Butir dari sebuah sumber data
■ ■ ■ ■

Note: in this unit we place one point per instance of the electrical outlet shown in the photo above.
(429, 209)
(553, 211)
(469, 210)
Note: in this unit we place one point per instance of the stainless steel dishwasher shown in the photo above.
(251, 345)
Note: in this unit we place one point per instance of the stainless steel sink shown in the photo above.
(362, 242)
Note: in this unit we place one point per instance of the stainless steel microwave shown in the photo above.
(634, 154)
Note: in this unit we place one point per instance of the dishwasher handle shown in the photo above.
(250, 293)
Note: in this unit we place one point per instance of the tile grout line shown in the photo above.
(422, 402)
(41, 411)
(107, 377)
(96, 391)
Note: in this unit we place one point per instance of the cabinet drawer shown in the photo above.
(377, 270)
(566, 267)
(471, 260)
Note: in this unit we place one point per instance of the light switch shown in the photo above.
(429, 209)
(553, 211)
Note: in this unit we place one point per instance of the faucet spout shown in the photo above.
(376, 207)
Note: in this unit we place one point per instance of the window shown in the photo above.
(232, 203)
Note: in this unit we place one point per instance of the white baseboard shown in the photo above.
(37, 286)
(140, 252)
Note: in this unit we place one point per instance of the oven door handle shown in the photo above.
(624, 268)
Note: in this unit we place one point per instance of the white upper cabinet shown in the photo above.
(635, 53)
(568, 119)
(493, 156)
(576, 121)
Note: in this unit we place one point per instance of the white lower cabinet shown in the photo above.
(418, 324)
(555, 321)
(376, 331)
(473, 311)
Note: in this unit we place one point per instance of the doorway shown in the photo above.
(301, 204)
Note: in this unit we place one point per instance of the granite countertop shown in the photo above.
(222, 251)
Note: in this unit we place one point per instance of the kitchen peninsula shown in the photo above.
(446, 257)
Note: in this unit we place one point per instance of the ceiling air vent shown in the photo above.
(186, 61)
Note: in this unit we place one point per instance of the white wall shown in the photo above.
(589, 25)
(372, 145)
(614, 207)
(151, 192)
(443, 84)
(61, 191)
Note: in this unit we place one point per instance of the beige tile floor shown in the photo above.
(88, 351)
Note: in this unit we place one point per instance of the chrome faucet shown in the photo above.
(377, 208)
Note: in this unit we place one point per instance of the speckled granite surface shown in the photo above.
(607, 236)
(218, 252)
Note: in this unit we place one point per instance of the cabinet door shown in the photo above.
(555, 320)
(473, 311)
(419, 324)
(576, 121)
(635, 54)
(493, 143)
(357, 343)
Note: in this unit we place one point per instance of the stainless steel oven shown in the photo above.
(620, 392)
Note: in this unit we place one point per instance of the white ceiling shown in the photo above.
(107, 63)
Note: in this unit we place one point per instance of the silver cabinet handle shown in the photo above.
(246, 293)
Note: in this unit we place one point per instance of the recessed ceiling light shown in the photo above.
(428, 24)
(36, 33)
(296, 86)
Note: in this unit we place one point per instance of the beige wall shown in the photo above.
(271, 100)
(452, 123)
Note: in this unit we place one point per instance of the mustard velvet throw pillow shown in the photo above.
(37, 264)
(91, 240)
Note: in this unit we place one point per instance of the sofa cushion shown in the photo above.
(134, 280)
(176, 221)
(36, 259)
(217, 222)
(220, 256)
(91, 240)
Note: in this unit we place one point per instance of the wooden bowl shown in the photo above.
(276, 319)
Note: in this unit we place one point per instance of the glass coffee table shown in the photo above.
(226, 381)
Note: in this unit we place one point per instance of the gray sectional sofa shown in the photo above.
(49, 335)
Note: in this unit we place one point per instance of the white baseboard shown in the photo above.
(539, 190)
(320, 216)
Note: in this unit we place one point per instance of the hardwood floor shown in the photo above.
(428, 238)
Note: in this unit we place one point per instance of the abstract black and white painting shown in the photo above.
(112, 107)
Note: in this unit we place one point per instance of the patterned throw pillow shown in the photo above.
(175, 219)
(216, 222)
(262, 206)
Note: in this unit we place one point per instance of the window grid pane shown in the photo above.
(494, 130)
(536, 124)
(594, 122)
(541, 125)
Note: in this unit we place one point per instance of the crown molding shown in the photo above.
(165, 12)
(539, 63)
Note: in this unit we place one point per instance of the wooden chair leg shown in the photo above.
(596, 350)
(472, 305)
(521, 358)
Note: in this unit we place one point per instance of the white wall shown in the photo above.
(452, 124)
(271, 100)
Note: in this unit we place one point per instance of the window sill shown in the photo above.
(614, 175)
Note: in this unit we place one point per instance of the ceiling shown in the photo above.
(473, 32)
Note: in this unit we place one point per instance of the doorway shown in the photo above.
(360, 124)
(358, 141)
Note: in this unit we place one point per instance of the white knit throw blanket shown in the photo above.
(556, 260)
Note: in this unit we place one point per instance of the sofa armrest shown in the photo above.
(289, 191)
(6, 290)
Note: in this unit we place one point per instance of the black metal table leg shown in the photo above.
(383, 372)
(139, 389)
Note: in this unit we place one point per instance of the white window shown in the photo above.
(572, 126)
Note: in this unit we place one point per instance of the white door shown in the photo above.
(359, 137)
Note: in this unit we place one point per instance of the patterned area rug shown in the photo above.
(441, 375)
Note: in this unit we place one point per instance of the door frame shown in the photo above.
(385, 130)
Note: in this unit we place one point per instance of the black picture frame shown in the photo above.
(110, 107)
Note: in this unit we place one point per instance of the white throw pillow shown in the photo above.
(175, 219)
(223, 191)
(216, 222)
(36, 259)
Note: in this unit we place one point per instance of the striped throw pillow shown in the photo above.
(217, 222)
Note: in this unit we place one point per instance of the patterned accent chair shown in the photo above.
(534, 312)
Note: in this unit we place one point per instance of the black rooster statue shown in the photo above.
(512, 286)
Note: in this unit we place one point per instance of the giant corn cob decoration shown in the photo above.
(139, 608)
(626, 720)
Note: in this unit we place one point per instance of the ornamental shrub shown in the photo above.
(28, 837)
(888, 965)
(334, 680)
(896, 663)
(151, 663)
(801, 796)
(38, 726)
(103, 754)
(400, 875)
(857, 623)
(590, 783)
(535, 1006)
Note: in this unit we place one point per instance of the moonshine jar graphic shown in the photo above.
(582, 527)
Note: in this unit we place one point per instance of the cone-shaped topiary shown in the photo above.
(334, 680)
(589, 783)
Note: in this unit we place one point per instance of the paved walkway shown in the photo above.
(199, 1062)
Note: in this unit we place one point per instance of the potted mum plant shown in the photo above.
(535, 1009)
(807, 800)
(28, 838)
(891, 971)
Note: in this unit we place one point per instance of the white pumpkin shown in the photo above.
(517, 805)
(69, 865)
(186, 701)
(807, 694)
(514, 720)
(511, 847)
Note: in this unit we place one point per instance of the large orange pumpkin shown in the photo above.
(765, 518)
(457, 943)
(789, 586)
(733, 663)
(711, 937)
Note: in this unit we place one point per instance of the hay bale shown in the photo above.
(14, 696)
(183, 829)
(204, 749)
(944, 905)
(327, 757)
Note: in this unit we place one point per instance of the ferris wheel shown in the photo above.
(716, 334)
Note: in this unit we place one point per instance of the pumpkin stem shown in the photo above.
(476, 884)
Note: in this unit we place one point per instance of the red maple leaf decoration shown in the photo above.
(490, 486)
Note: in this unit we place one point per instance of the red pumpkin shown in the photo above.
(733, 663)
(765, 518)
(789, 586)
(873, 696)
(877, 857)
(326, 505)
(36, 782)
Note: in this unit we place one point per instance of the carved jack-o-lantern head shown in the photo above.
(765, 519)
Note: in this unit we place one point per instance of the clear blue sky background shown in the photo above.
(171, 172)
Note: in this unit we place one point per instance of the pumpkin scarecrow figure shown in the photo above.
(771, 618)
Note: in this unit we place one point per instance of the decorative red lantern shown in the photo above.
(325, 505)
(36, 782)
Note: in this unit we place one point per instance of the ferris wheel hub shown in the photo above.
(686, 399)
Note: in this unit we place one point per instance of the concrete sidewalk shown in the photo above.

■ ■ ■ ■

SOAL YANG DIBERIKAN -
Cetak ulang seluruh baris di atas tanpa mengubah satu karakter pun.

HASILNYA -
Note: in this unit we place one point per instance of the electrical outlet shown in the photo above.
(429, 209)
(553, 211)
(469, 210)
Note: in this unit we place one point per instance of the stainless steel dishwasher shown in the photo above.
(251, 345)
Note: in this unit we place one point per instance of the stainless steel sink shown in the photo above.
(362, 242)
Note: in this unit we place one point per instance of the stainless steel microwave shown in the photo above.
(634, 154)
Note: in this unit we place one point per instance of the dishwasher handle shown in the photo above.
(250, 293)
Note: in this unit we place one point per instance of the tile grout line shown in the photo above.
(422, 402)
(41, 411)
(107, 377)
(96, 391)
Note: in this unit we place one point per instance of the cabinet drawer shown in the photo above.
(377, 270)
(566, 267)
(471, 260)
Note: in this unit we place one point per instance of the light switch shown in the photo above.
(429, 209)
(553, 211)
Note: in this unit we place one point per instance of the faucet spout shown in the photo above.
(376, 207)
Note: in this unit we place one point per instance of the window shown in the photo above.
(232, 203)
Note: in this unit we place one point per instance of the white baseboard shown in the photo above.
(37, 286)
(140, 252)
Note: in this unit we place one point per instance of the oven door handle shown in the photo above.
(624, 268)
Note: in this unit we place one point per instance of the white upper cabinet shown in the photo above.
(635, 53)
(568, 119)
(493, 156)
(576, 121)
Note: in this unit we place one point per instance of the white lower cabinet shown in the photo above.
(418, 324)
(555, 321)
(376, 331)
(473, 311)
Note: in this unit we place one point per instance of the doorway shown in the photo above.
(301, 204)
Note: in this unit we place one point per instance of the granite countertop shown in the photo above.
(222, 251)
Note: in this unit we place one point per instance of the kitchen peninsula shown in the photo above.
(446, 257)
Note: in this unit we place one point per instance of the ceiling air vent shown in the photo above.
(186, 61)
Note: in this unit we place one point per instance of the white wall shown in the photo above.
(589, 25)
(372, 145)
(614, 207)
(151, 192)
(443, 84)
(61, 191)
Note: in this unit we place one point per instance of the beige tile floor shown in the photo above.
(88, 351)
Note: in this unit we place one point per instance of the chrome faucet shown in the photo above.
(377, 208)
Note: in this unit we place one point per instance of the speckled granite surface shown in the photo above.
(607, 236)
(218, 252)
Note: in this unit we place one point per instance of the cabinet door shown in the photo above.
(555, 320)
(473, 311)
(419, 324)
(576, 121)
(635, 54)
(493, 143)
(357, 343)
Note: in this unit we place one point per instance of the stainless steel oven shown in the photo above.
(620, 392)
Note: in this unit we place one point per instance of the white ceiling shown in the photo above.
(107, 63)
Note: in this unit we place one point per instance of the silver cabinet handle shown in the photo above.
(246, 293)
Note: in this unit we place one point per instance of the recessed ceiling light shown in the photo above.
(428, 24)
(36, 33)
(296, 86)
Note: in this unit we place one point per instance of the beige wall shown in the photo above.
(271, 100)
(452, 123)
Note: in this unit we place one point per instance of the mustard velvet throw pillow shown in the photo above.
(37, 264)
(91, 240)
Note: in this unit we place one point per instance of the sofa cushion shown in the photo above.
(134, 280)
(176, 221)
(36, 259)
(217, 222)
(220, 256)
(91, 240)
Note: in this unit we place one point per instance of the wooden bowl shown in the photo above.
(276, 319)
Note: in this unit we place one point per instance of the glass coffee table shown in the photo above.
(226, 381)
Note: in this unit we place one point per instance of the gray sectional sofa shown in the photo above.
(49, 335)
Note: in this unit we place one point per instance of the white baseboard shown in the photo above.
(539, 190)
(320, 216)
Note: in this unit we place one point per instance of the hardwood floor shown in the photo above.
(428, 238)
Note: in this unit we place one point per instance of the abstract black and white painting shown in the photo above.
(112, 107)
Note: in this unit we place one point per instance of the patterned throw pillow shown in the photo above.
(175, 219)
(216, 222)
(262, 206)
Note: in this unit we place one point per instance of the window grid pane shown in the photo above.
(494, 130)
(536, 124)
(594, 122)
(541, 125)
Note: in this unit we place one point per instance of the crown molding shown in the photo above.
(165, 12)
(539, 63)
Note: in this unit we place one point per instance of the wooden chair leg shown in the photo above.
(596, 350)
(472, 305)
(521, 358)
Note: in this unit we place one point per instance of the white wall shown in the photo above.
(452, 124)
(271, 100)
Note: in this unit we place one point per instance of the window sill shown in the photo above.
(614, 175)
Note: in this unit we place one point per instance of the ceiling shown in the photo above.
(473, 32)
Note: in this unit we place one point per instance of the doorway shown in the photo above.
(360, 124)
(358, 141)
Note: in this unit we place one point per instance of the white knit throw blanket shown in the photo above.
(556, 260)
Note: in this unit we place one point per instance of the sofa armrest shown in the photo above.
(289, 191)
(6, 290)
Note: in this unit we place one point per instance of the black metal table leg shown in the photo above.
(383, 372)
(139, 389)
Note: in this unit we place one point per instance of the white window shown in the photo above.
(572, 126)
Note: in this unit we place one point per instance of the white door shown in the photo above.
(359, 137)
Note: in this unit we place one point per instance of the patterned area rug shown in the photo above.
(441, 375)
Note: in this unit we place one point per instance of the door frame shown in the photo above.
(385, 130)
Note: in this unit we place one point per instance of the black picture frame shown in the photo above.
(110, 107)
Note: in this unit we place one point per instance of the white throw pillow shown in the photo above.
(175, 219)
(223, 191)
(216, 222)
(36, 259)
Note: in this unit we place one point per instance of the striped throw pillow shown in the photo above.
(217, 222)
Note: in this unit we place one point per instance of the patterned accent chair shown in the photo above.
(534, 312)
Note: in this unit we place one point per instance of the black rooster statue shown in the photo above.
(512, 286)
Note: in this unit we place one point per instance of the giant corn cob decoration shown in the photo above.
(139, 608)
(626, 720)
Note: in this unit we place one point per instance of the ornamental shrub shown in the photo above.
(28, 837)
(888, 965)
(334, 680)
(896, 663)
(151, 663)
(801, 796)
(38, 726)
(103, 754)
(400, 875)
(857, 623)
(590, 783)
(535, 1006)
Note: in this unit we place one point per instance of the moonshine jar graphic shown in the photo above.
(582, 527)
Note: in this unit we place one point per instance of the cone-shaped topiary shown in the photo above.
(334, 680)
(589, 783)
Note: in this unit we place one point per instance of the paved walkway shown in the photo above.
(199, 1062)
Note: in this unit we place one point per instance of the potted mum plant shown in the photo above.
(535, 1009)
(807, 800)
(28, 838)
(891, 971)
Note: in this unit we place one point per instance of the white pumpkin shown in the photo above.
(517, 805)
(69, 865)
(186, 701)
(807, 694)
(514, 720)
(511, 847)
Note: in this unit we place one point per instance of the large orange pumpkin shown in the photo above.
(765, 518)
(457, 943)
(789, 586)
(733, 663)
(711, 937)
Note: in this unit we place one point per instance of the hay bale shown in the photo above.
(14, 696)
(183, 829)
(204, 749)
(944, 905)
(327, 757)
Note: in this unit we place one point per instance of the ferris wheel shown in the photo above.
(716, 334)
Note: in this unit we place one point per instance of the pumpkin stem shown in the photo above.
(476, 884)
Note: in this unit we place one point per instance of the red maple leaf decoration shown in the photo above.
(490, 486)
Note: in this unit we place one point per instance of the red pumpkin shown in the photo above.
(733, 663)
(765, 518)
(789, 586)
(873, 696)
(877, 857)
(326, 505)
(36, 782)
Note: in this unit we place one point per instance of the carved jack-o-lantern head shown in the photo above.
(765, 519)
Note: in this unit we place one point per instance of the clear blue sky background shown in the photo above.
(171, 172)
Note: in this unit we place one point per instance of the pumpkin scarecrow figure shown in the photo above.
(771, 618)
Note: in this unit we place one point per instance of the decorative red lantern shown in the photo above.
(325, 505)
(36, 782)
Note: in this unit we place one point per instance of the ferris wheel hub shown in the photo above.
(686, 399)
Note: in this unit we place one point per instance of the concrete sidewalk shown in the photo above.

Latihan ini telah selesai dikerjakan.